** WAT JE DOET **
(1) Hoe luidt het tekstfragment van "m. zilverwilgen (sierstruik" tot "den Vondel (1933-1939)" als je "sierstruik" vervangt door "heester"?
(2) Hoe vertaal je de zin "Wat is de betekenis van zilverwilg?" uit het tekstfragment naar het Engels?
(3) Welke Latijnse naam geeft het Groot woordenboek der Nederlandse taal in het tekstfragment voor de zilverwilg?

** TEKSTFRAGMENT **
▽

Wat is de betekenis van zilverwilg?

2025-07-25
Groot woordenboek der Nederlandse taal

Van Dale Uitgevers (1950)

Zilverwilg

m. (-en), schietwilg met zilverkleurige bladeren (Salix alba); ook: olijfwilg.

2025-07-25
Verklarend handwoordenboek der Nederlandse taal

M. J. Koenen's (1937)

zilverwilg

m. zilverwilgen (sierstruik met zilverkleurige bladeren, uit N.-Am. olijfwilg; Lat. elaeagnus argentea).

2025-07-25
Katholieke Encyclopaedie

Uitgeverij Joost van den Vondel (1933-1939)

Zilverwilg

Elaeagnus argentea, ➝ Olijfwilg.

2025-07-25
Modern Woordenboek

Jozef Verschueren (1930)

△

** GEGEVEN INFORMATIE **
▽

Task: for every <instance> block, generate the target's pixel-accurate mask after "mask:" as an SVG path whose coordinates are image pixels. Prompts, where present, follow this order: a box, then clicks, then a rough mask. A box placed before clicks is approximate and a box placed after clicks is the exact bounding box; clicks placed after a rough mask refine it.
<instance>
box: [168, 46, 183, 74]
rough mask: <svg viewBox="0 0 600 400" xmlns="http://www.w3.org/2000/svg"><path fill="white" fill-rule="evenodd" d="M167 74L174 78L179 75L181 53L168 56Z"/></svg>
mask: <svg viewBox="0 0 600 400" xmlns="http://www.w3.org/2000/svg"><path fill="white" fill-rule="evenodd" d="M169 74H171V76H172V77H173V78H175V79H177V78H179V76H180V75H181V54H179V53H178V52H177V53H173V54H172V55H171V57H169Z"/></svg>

△

** TAAKRESULTATEN **
(1)
m. zilverwilgen (heester met zilverkleurige bladeren, uit N.-Am. olijfwilg; Lat. elaeagnus argentea).

2025-07-25
Katholieke Encyclopaedie

Uitgeverij Joost van den Vondel (1933-1939)

(2) What is the meaning of zilverwilg?

(3) Salix alba.